GIVEN TASK: Reproduce every one of the following lines verbatim, preserving their original order.

SUPPLIED MATERIAL:

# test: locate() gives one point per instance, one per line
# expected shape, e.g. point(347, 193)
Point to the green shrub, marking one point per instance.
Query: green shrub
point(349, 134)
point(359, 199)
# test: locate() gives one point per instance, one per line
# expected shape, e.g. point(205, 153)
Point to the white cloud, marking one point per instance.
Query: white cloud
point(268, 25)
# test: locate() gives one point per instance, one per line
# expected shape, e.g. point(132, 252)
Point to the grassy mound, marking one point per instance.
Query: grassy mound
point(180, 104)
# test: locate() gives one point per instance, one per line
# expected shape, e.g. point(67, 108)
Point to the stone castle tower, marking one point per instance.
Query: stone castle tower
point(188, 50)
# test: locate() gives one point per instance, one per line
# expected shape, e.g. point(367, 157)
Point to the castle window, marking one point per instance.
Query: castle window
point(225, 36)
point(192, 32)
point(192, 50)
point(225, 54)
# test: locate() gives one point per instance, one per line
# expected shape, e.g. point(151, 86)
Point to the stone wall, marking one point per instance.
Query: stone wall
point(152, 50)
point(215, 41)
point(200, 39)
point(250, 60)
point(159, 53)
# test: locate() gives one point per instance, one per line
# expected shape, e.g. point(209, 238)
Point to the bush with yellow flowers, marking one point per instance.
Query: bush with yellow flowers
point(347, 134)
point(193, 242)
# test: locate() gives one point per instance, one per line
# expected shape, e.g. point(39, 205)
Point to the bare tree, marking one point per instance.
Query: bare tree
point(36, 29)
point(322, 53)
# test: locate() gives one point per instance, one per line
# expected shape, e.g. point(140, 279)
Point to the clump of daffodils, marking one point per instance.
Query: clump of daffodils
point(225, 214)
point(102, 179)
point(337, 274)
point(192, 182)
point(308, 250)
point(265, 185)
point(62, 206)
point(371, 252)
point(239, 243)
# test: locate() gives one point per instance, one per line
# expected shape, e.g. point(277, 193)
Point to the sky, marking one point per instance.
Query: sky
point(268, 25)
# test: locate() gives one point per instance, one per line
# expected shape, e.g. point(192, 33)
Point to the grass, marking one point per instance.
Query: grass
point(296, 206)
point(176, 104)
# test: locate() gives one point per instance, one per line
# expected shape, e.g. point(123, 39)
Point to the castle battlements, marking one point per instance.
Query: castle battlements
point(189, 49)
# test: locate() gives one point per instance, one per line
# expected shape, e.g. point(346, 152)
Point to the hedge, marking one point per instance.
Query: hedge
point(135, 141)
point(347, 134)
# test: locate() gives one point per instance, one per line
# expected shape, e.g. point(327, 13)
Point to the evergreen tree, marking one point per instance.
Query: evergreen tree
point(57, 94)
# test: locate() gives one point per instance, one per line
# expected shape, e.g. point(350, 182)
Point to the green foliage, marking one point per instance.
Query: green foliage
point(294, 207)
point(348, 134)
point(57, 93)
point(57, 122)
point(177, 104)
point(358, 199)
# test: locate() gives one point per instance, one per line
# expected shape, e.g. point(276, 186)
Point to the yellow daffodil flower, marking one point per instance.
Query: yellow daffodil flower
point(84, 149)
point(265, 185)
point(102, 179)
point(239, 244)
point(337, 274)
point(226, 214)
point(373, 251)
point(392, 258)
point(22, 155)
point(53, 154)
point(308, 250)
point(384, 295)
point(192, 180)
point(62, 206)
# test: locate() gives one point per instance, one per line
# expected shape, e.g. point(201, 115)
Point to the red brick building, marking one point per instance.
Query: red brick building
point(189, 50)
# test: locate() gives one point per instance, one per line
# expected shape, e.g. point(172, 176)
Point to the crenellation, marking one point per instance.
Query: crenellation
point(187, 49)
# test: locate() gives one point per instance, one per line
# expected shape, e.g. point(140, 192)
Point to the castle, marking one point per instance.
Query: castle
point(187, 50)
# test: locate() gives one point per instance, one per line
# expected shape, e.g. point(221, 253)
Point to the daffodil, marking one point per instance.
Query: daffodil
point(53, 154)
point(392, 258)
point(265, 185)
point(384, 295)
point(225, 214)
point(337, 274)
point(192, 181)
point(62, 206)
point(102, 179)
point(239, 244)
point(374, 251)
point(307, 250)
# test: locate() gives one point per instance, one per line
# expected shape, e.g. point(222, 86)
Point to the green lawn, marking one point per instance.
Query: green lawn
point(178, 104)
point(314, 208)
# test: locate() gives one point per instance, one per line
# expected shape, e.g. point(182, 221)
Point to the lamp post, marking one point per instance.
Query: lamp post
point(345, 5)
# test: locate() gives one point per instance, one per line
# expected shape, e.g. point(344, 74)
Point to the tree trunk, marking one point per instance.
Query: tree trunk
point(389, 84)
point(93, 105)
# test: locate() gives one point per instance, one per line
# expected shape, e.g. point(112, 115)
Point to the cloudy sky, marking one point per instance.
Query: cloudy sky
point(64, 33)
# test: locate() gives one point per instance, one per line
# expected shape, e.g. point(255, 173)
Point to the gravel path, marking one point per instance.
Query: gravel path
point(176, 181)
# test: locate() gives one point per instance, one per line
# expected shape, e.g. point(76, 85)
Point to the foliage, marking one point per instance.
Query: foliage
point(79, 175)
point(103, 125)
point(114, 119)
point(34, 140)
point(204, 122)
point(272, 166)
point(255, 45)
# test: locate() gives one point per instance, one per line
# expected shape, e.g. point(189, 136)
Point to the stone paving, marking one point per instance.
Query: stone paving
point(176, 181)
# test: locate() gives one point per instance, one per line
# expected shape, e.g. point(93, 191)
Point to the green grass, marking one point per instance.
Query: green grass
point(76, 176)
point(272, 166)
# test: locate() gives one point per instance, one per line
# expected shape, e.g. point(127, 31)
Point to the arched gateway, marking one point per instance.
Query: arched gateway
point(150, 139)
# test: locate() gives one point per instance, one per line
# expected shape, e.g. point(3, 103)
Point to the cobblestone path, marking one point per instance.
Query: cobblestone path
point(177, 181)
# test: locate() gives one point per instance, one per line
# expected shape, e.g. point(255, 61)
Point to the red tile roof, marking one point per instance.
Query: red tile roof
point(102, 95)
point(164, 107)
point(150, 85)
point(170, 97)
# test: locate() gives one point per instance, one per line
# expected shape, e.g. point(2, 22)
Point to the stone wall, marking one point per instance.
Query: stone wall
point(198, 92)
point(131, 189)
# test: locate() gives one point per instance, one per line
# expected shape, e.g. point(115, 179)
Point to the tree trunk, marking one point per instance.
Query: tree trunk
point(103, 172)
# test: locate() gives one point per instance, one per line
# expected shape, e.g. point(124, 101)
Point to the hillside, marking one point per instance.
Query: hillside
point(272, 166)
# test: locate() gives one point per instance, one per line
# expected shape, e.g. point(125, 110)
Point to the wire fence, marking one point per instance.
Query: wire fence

WRITTEN RESPONSE:
# test: locate() gives one point per instance, one per line
# expected shape, e.g. point(347, 193)
Point to the green shrub, marking one point per instance.
Query: green shrub
point(349, 134)
point(359, 199)
# test: locate() gives one point per instance, one per line
# expected shape, e.g. point(205, 153)
Point to the white cloud, marking one point per instance.
Query: white cloud
point(268, 25)
# test: locate() gives one point per instance, one per line
# expected shape, e.g. point(132, 252)
Point to the grassy mound, marking one point per instance.
Query: grassy mound
point(180, 104)
# test: locate() gives one point per instance, one per line
# expected shape, e.g. point(67, 108)
Point to the stone castle tower, marking one point per instance.
Query: stone castle tower
point(188, 50)
# test: locate() gives one point per instance, one per line
# expected shape, e.g. point(367, 157)
Point to the castle window, marking one point per instance.
Query: castle window
point(225, 36)
point(192, 32)
point(192, 50)
point(225, 54)
# test: locate() gives one point per instance, one per line
# expected shape, e.g. point(151, 86)
Point to the stone wall, marking one point per instance.
Query: stone wall
point(152, 50)
point(215, 41)
point(200, 39)
point(250, 60)
point(159, 53)
# test: locate() gives one point per instance, one per line
# expected shape, e.g. point(209, 238)
Point to the bush with yellow flowers, marking one point per instance.
Query: bush with yellow flowers
point(347, 134)
point(193, 242)
# test: locate() gives one point per instance, one per line
# expected shape, e.g. point(39, 205)
Point to the bare tree, marking one point per instance.
Query: bare tree
point(36, 29)
point(322, 53)
# test: locate() gives one point per instance, one per line
# expected shape, e.g. point(140, 279)
Point to the clump of daffodils, marking one point per instance.
Query: clump of daffodils
point(225, 214)
point(102, 179)
point(337, 274)
point(192, 182)
point(308, 250)
point(265, 185)
point(62, 206)
point(371, 252)
point(239, 243)
# test: locate() gives one point per instance, one per line
# expected shape, e.g. point(277, 193)
Point to the sky, marking one point per instance.
Query: sky
point(268, 25)
# test: locate() gives one point per instance, one per line
# expected shape, e.g. point(192, 33)
Point to the grass, marking one point per instance.
Query: grass
point(296, 206)
point(176, 104)
# test: locate() gives one point per instance, one per line
# expected shape, e.g. point(123, 39)
Point to the castle battlements, marking one point per instance.
Query: castle battlements
point(189, 49)
# test: locate() gives one point per instance, one per line
# expected shape, e.g. point(346, 152)
Point to the hedge, marking one point per instance.
Query: hedge
point(135, 141)
point(347, 134)
# test: locate() gives one point per instance, one per line
# expected shape, e.g. point(327, 13)
Point to the evergreen tree, marking one point per instance.
Query: evergreen tree
point(57, 94)
# test: locate() gives one point per instance, one per line
# expected shape, e.g. point(350, 182)
Point to the green foliage, marking one point per instance.
Query: green foliage
point(294, 207)
point(348, 134)
point(57, 93)
point(57, 122)
point(177, 104)
point(358, 199)
# test: locate() gives one point per instance, one per line
# expected shape, e.g. point(276, 186)
Point to the yellow daffodil flower, marking one point per instance.
Query: yellow daffodil flower
point(84, 149)
point(265, 185)
point(102, 179)
point(239, 244)
point(337, 274)
point(226, 214)
point(373, 251)
point(392, 258)
point(22, 155)
point(53, 154)
point(308, 250)
point(384, 295)
point(192, 180)
point(62, 206)
# test: locate() gives one point per instance, one per line
# expected shape, e.g. point(201, 115)
Point to the red brick building, marking one point per instance.
Query: red brick building
point(189, 50)
# test: locate() gives one point per instance, one per line
# expected shape, e.g. point(172, 176)
Point to the crenellation, marking one point per instance.
Query: crenellation
point(187, 49)
# test: locate() gives one point per instance, one per line
# expected shape, e.g. point(140, 192)
Point to the castle, marking one point per instance.
Query: castle
point(187, 50)
# test: locate() gives one point per instance, one per line
# expected shape, e.g. point(221, 253)
Point to the daffodil, marking one point per instance.
Query: daffodil
point(53, 154)
point(392, 258)
point(265, 185)
point(384, 295)
point(225, 214)
point(337, 274)
point(192, 181)
point(62, 206)
point(102, 179)
point(239, 244)
point(374, 251)
point(307, 250)
# test: locate() gives one point per instance, one per line
# expected shape, e.g. point(222, 86)
Point to the green lawn, marking one point per instance.
Query: green lawn
point(178, 104)
point(314, 208)
# test: locate() gives one point per instance, one per line
# expected shape, e.g. point(182, 221)
Point to the lamp post, marking one point per instance.
Query: lamp post
point(345, 5)
# test: locate() gives one point per instance, one per line
# expected shape, e.g. point(344, 74)
Point to the tree trunk, marking one point per instance.
Query: tree trunk
point(389, 84)
point(93, 105)
# test: locate() gives one point per instance, one per line
# expected shape, e.g. point(112, 115)
Point to the cloudy sky, marking one point per instance.
Query: cloudy sky
point(64, 33)
# test: locate() gives one point per instance, one per line
# expected shape, e.g. point(255, 173)
Point to the gravel path, marking one point per instance.
Query: gravel path
point(176, 181)
# test: locate() gives one point per instance, one per line
# expected shape, e.g. point(76, 85)
Point to the foliage, marking one point per instance.
Query: foliage
point(79, 175)
point(103, 125)
point(114, 119)
point(34, 140)
point(204, 122)
point(272, 166)
point(255, 45)
# test: locate() gives one point per instance, one per line
# expected shape, e.g. point(189, 136)
Point to the stone paving, marking one point per instance.
Query: stone paving
point(176, 181)
# test: locate() gives one point per instance, one per line
# expected shape, e.g. point(93, 191)
Point to the green grass, marking one point per instance.
Query: green grass
point(76, 176)
point(272, 166)
# test: locate() gives one point per instance, one per line
# expected shape, e.g. point(127, 31)
Point to the arched gateway, marking one point per instance.
Query: arched gateway
point(150, 139)
# test: locate() gives one point per instance, one per line
# expected shape, e.g. point(3, 103)
Point to the cobblestone path, marking one point per instance.
Query: cobblestone path
point(177, 181)
# test: locate() gives one point per instance, one per line
# expected shape, e.g. point(255, 61)
Point to the red tile roof, marking one point per instance.
Query: red tile roof
point(102, 95)
point(164, 107)
point(150, 85)
point(170, 97)
# test: locate() gives one point per instance, one per line
# expected shape, e.g. point(2, 22)
Point to the stone wall, marking one point per instance.
Query: stone wall
point(198, 92)
point(131, 189)
# test: locate() gives one point per instance, one per line
# expected shape, e.g. point(115, 179)
Point to the tree trunk, marking one point per instance.
Query: tree trunk
point(103, 172)
# test: locate() gives one point per instance, one per line
# expected shape, e.g. point(124, 101)
Point to the hillside, marking one point per instance.
Query: hillside
point(272, 166)
# test: locate() gives one point per instance, one per line
# expected shape, e.g. point(125, 110)
Point to the wire fence, marking one point per instance.
Query: wire fence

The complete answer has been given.